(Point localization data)
╔══
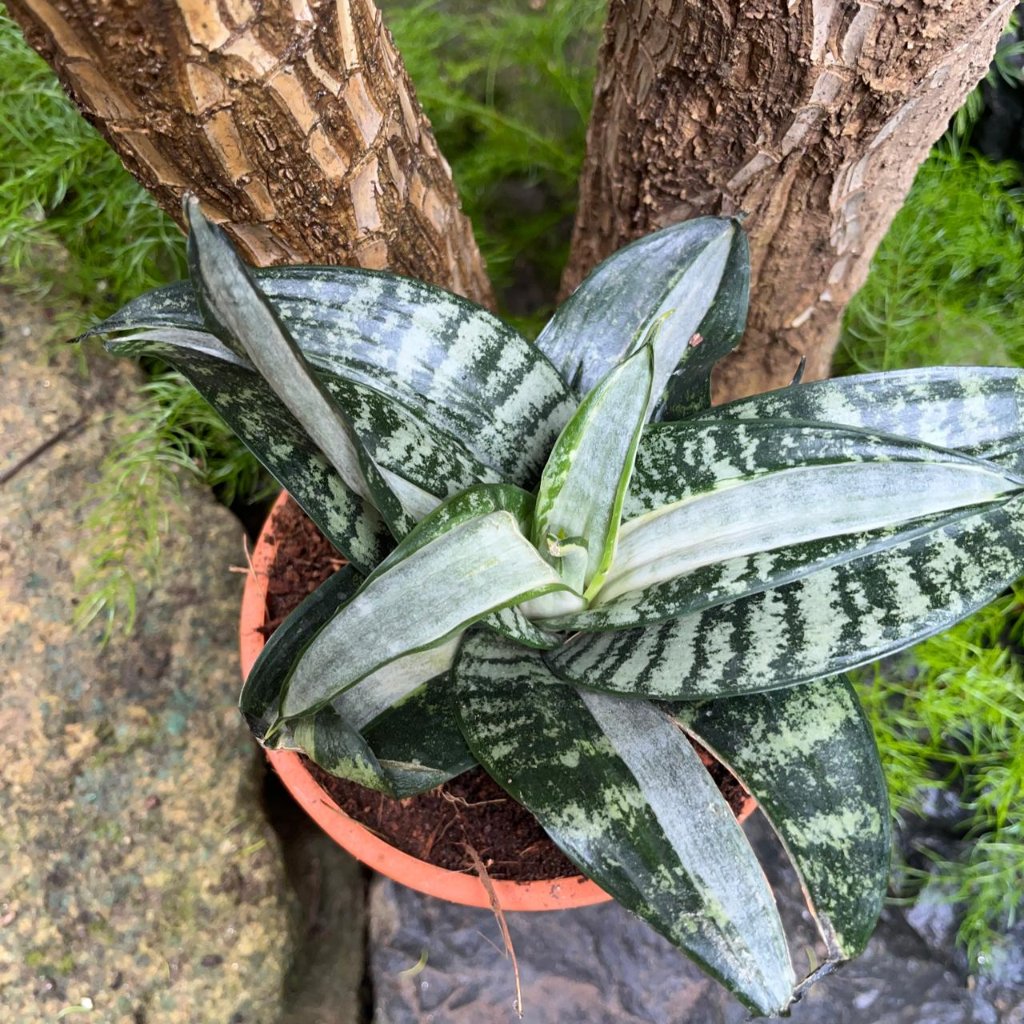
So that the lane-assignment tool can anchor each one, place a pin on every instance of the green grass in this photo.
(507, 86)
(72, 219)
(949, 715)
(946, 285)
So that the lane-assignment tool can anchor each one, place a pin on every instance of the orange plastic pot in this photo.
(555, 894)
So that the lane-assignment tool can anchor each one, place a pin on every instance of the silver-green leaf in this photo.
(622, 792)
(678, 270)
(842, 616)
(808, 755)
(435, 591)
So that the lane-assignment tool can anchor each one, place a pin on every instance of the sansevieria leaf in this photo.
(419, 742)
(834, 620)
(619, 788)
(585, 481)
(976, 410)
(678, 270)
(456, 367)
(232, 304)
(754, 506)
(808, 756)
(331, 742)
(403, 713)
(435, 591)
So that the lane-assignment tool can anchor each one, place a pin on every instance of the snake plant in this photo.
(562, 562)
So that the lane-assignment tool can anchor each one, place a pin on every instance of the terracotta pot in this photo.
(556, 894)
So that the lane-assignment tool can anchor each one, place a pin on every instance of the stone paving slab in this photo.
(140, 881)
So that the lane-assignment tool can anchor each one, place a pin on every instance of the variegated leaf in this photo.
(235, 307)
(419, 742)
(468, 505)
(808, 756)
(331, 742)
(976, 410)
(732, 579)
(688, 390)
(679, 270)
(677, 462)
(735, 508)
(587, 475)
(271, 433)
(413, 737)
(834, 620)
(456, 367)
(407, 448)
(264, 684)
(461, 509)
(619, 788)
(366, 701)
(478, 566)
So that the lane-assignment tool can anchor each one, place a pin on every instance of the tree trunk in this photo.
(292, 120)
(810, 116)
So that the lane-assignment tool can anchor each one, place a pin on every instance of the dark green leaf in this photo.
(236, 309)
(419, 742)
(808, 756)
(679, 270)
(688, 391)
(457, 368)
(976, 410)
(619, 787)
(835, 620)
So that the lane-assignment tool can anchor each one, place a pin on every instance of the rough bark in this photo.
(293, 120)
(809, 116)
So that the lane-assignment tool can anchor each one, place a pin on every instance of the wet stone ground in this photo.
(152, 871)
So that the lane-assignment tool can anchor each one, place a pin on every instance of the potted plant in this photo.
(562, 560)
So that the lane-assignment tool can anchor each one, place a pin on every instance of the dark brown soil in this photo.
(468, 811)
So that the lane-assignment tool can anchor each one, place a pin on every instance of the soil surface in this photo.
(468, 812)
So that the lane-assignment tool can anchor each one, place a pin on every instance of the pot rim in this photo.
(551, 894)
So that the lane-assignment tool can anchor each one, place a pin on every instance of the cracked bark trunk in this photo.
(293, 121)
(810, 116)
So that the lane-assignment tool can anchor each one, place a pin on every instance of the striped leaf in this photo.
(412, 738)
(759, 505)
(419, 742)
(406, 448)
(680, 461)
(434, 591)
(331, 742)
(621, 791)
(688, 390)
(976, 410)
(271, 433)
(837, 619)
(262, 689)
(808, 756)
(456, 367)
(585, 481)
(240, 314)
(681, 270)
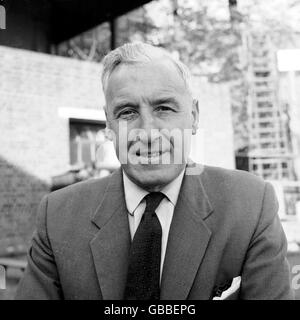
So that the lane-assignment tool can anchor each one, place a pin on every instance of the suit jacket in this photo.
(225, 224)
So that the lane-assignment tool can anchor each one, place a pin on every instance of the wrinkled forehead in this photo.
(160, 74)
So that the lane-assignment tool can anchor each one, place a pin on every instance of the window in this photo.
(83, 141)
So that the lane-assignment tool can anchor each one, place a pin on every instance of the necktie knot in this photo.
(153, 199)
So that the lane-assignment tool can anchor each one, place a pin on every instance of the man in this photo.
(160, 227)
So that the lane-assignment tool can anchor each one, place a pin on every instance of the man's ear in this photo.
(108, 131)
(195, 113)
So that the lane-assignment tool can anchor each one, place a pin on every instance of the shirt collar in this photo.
╚══
_What you are asked to do_
The reply has to reproduce every line above verbatim and contain no pictures.

_Solution to this task_
So that the lane-assignment tool can anchor each one, place a pin on every instance of the green grass in this photo.
(507, 86)
(72, 219)
(949, 715)
(946, 285)
So that the lane-assignment tool can anchor each one, place a pin on every instance of the orange plastic pot in this photo.
(555, 894)
So that the lane-assignment tool can anchor each one, place a pin on every instance of the silver-green leaf in this photo.
(622, 792)
(678, 270)
(842, 616)
(808, 755)
(435, 591)
So that the lane-assignment tool can anchor each one, place a pin on every instance of the sansevieria leaf in this photo.
(419, 742)
(834, 620)
(619, 788)
(585, 481)
(976, 410)
(678, 270)
(456, 367)
(232, 304)
(754, 506)
(808, 756)
(331, 742)
(403, 713)
(435, 591)
So that the lane-assignment tool can anchor each one, place a pin on every instance of the snake plant in this photo.
(562, 562)
So that the lane-assignment tool can anchor each one, place a pin on every instance of the terracotta pot in this photo.
(556, 894)
So that the lane-assignment tool can anchor each one, place a pin on every instance of the stone paving slab in this photo.
(140, 881)
So that the lane-assignment tool can anchor each one, place a pin on every instance of the variegated leaf in this photo.
(235, 307)
(419, 742)
(468, 505)
(808, 756)
(331, 742)
(976, 410)
(732, 579)
(688, 390)
(679, 270)
(677, 462)
(735, 508)
(587, 475)
(271, 433)
(413, 737)
(834, 620)
(456, 367)
(407, 448)
(264, 684)
(461, 509)
(619, 788)
(366, 701)
(478, 566)
So that the lane-assignment tool can anchor each one, place a pin on every instance of the tree trunk in this photo.
(292, 120)
(810, 116)
So that the lane-assignment tool can anchor each one, place a pin on every instance of the dark green leaf in this photo.
(236, 309)
(419, 742)
(808, 756)
(679, 270)
(688, 391)
(457, 368)
(976, 410)
(619, 787)
(835, 620)
So that the lane-assignment tool can anchor each one, place a pin on every instance of the rough bark in this photo.
(293, 120)
(809, 116)
So that the lane-assignment tool can anchor each one, place a pin on every instance of the wet stone ground in this photo.
(152, 871)
So that the lane-assignment tool can anchor each one, place a pin on every instance of the potted plant in this photo.
(562, 560)
So that the lane-assignment tool can anchor each one, place a pin on every instance of the dark brown soil in this photo.
(468, 811)
So that the lane-assignment tool can anchor each one, place a pin on every instance of the soil surface in this photo.
(468, 812)
So that the lane-assignment tool can anchor each one, place a pin on every instance of the pot rim in this photo.
(551, 894)
So that the lane-assignment tool can anchor each one, place a pin on every instance of the cracked bark trunk in this photo.
(293, 121)
(810, 116)
So that the lane-assignment tool can anchor each one, place a pin on every instance of the striped leaf in this photo.
(412, 738)
(759, 505)
(419, 742)
(406, 448)
(680, 461)
(434, 591)
(331, 742)
(621, 791)
(688, 390)
(976, 410)
(271, 433)
(837, 619)
(262, 689)
(808, 756)
(456, 367)
(585, 481)
(240, 314)
(681, 270)
So that the lane-assignment tool can anchor each one, place a pin on every instance of the suit jacket in this photo.
(225, 224)
So that the lane-assignment tool can anchor each one, place a pin on every instance of the wrinkled forehead in this photo.
(160, 74)
So that the lane-assignment tool can anchor each one, place a pin on every instance of the window in this photo.
(83, 141)
So that the lane-assignment tool can anchor each one, place a pin on every instance of the necktie knot in this photo.
(153, 199)
So that the lane-assignment tool can anchor each one, place a pin on every instance of the man in this photo.
(160, 227)
So that the lane-assignment tool can anchor each one, place a pin on every instance of the man's ear in this photo.
(108, 131)
(195, 113)
So that the lane-assignment tool can anchor each one, place a pin on every instance of the shirt collar in this photo.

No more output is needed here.